-- begin Extracted information --

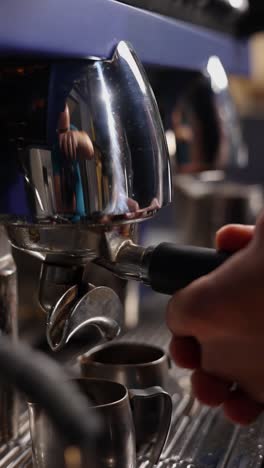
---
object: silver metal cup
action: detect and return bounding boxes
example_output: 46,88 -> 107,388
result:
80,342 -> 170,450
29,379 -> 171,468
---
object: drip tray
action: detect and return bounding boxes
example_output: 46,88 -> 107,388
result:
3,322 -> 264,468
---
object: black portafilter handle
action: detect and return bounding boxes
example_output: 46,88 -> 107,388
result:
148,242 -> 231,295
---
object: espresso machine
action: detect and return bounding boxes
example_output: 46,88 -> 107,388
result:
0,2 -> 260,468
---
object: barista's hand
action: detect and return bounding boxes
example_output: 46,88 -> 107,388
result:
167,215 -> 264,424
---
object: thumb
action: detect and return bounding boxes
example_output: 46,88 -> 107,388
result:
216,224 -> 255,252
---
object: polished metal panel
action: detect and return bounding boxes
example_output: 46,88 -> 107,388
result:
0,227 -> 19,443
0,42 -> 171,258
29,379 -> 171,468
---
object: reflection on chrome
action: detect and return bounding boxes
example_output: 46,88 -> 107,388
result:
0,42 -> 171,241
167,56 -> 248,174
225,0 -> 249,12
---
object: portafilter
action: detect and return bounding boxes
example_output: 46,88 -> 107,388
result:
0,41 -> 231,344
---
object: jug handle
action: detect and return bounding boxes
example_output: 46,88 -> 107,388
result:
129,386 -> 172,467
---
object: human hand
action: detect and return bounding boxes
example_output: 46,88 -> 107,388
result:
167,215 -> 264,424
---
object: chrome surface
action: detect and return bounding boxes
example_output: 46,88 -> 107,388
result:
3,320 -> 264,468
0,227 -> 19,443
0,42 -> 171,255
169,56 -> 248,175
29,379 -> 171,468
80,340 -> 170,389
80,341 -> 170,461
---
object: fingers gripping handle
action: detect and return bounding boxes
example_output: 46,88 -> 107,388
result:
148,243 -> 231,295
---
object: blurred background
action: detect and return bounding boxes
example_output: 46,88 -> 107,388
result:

-- end Extracted information --

Reproduce the material word for word, from its first line through the line containing "3,322 -> 264,468", with that line included. Leave the pictures out.

---
object: silver metal cup
action: detect and return bounding boxes
example_output: 46,88 -> 107,388
result:
80,342 -> 170,450
29,379 -> 171,468
---
object: drip tray
action: detect and return bounding boxes
example_output: 46,88 -> 107,388
result:
3,322 -> 264,468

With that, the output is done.